[[ DOCUMENT PASSAGE open ]]

What Is Mitochondrial Replacement Therapy (MRT)?

Mitochondrial Replacement Therapy (MRT) is a specialized form of in vitro fertilization (IVF) designed to prevent the inheritance of severe mitochondrial diseases from a mother to her child. The procedure replaces a mother’s defective mitochondria with healthy mitochondria from a donor egg. Mitochondria function as the powerhouses within nearly every cell, generating the necessary energy for the body. Unlike the majority of genetic material stored in the cell’s nucleus, mitochondria possess a small, separate genome called mitochondrial DNA (mtDNA). The goal of MRT is to ensure the resulting embryo inherits the parents’ nuclear DNA while receiving healthy mtDNA from a third-party donor.

Why Mitochondrial Replacement Therapy Is Necessary

Mitochondrial diseases arise from mutations in the mitochondrial DNA, causing cellular powerhouses to fail and leading to an energy production crisis. Organs with high energy demands, such as the brain, heart, eyes, and muscles, are disproportionately affected by this dysfunction. The resulting conditions are often devastating, causing multi-system failure, severe neurological disorders, and a significantly shortened lifespan.

[[ DOCUMENT PASSAGE closed ]]
[[ DATA PROVIDED open ]]

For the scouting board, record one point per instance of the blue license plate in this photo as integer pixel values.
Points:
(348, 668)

[[ DATA PROVIDED closed ]]

## TASK DETAILS
Write the next part of the mitochondrial replacement therapy text, starting after its last sentence. The lines above are separate material and have no connection to the text on mitochondrial replacement therapy.

## ANSWER
Mitochondrial genetics are unique because mtDNA is passed down exclusively from the mother’s egg cell. This maternal-only transmission means a woman carrying pathogenic mtDNA mutations risks passing the disease to all her children. Traditional genetic screening is often ineffective because a mother’s egg may contain a mixture of healthy and mutated mitochondria, making disease severity difficult to predict. MRT offers a direct intervention to break this cycle of maternal inheritance.

The Mechanics of Mitochondrial Replacement Therapy

MRT is accomplished using highly precise micromanipulation techniques in an IVF setting. It primarily uses two distinct methods: Maternal Spindle Transfer (MST) and Pronuclear Transfer (PNT). Both approaches combine the nuclear DNA of the intended parents with the healthy mitochondria of a donor. The procedure requires eggs from the intended mother, a healthy donor, and sperm from the intended father.

Maternal Spindle Transfer (MST)

MST is performed before fertilization of the egg. The first step involves removing the spindle-chromosome complex, which contains the mother’s nuclear DNA, from her unfertilized egg. Simultaneously, the nucleus is removed from the donor’s egg, leaving behind its healthy cytoplasm and mitochondria. The mother’s nuclear DNA is then transferred into the enucleated donor egg. This reconstructed egg is then fertilized with the father’s sperm.

Pronuclear Transfer (PNT)

PNT is performed after the eggs have been fertilized. The intended parents’ egg is fertilized with the father’s sperm, creating a zygote with two pronuclei. A donor egg is also fertilized with the father’s sperm. The pronuclei are removed from the parents’ fertilized egg and transferred into the donor’s fertilized egg after its own pronuclei have been removed. In both MST and PNT, the resulting embryo has nuclear DNA from the two parents and mitochondrial DNA from the donor, leading to the term “three-person baby.”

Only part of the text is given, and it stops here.